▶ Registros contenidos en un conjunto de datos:

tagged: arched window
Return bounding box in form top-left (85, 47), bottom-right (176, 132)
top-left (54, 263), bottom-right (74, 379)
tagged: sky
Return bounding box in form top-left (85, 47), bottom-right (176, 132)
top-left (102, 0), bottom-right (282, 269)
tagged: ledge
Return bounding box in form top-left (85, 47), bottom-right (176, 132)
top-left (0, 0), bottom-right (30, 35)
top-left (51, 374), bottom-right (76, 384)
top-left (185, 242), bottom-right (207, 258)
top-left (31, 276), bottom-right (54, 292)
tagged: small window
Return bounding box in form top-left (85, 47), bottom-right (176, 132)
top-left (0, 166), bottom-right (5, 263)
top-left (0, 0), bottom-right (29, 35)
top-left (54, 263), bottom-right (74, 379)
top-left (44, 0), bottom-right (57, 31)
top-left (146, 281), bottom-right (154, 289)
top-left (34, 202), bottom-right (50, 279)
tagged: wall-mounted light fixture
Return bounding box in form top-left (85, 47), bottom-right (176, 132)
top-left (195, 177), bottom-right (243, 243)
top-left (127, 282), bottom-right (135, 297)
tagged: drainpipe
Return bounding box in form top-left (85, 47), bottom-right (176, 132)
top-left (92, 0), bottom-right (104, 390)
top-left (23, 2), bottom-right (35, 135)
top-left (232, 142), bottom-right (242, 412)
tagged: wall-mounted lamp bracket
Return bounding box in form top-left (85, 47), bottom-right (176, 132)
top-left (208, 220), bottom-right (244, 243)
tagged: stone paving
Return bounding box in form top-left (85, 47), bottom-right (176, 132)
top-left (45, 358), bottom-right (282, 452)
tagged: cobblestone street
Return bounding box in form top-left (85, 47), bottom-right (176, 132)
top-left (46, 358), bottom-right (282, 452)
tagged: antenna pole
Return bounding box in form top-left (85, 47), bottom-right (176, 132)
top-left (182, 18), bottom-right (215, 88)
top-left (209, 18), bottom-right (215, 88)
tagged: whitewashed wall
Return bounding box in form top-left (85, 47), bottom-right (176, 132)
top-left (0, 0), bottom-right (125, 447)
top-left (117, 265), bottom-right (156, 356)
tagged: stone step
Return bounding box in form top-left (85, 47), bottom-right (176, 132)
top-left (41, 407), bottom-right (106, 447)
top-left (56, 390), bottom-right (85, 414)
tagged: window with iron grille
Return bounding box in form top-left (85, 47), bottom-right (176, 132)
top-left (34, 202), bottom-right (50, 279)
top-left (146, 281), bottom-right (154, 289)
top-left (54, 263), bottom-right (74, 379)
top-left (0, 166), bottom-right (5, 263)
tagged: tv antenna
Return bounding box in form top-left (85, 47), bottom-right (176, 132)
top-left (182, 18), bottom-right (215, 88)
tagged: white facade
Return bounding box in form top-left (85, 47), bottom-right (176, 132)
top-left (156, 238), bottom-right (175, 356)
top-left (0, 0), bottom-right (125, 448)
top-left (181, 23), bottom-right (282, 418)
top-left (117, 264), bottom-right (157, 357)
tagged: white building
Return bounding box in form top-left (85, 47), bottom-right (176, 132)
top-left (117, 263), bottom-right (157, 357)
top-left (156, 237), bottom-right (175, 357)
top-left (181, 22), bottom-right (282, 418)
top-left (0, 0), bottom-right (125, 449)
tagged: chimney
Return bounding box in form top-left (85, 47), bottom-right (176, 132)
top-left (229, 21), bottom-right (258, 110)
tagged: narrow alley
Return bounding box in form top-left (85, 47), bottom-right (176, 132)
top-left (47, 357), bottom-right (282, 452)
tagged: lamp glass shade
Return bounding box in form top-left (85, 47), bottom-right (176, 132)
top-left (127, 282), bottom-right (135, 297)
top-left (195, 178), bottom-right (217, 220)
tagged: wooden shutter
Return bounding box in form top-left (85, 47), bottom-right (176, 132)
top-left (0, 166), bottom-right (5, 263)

▶ Objetivo del ejercicio: Repite sin ningún cambio las líneas que van desde la primera hasta la que contiene "top-left (31, 276), bottom-right (54, 292)", ambas incluidas.

▶ Resultado del ejercicio:
tagged: arched window
Return bounding box in form top-left (85, 47), bottom-right (176, 132)
top-left (54, 263), bottom-right (74, 379)
tagged: sky
Return bounding box in form top-left (85, 47), bottom-right (176, 132)
top-left (102, 0), bottom-right (282, 269)
tagged: ledge
Return bounding box in form top-left (85, 47), bottom-right (176, 132)
top-left (0, 0), bottom-right (30, 35)
top-left (51, 374), bottom-right (76, 384)
top-left (185, 242), bottom-right (207, 258)
top-left (31, 276), bottom-right (54, 292)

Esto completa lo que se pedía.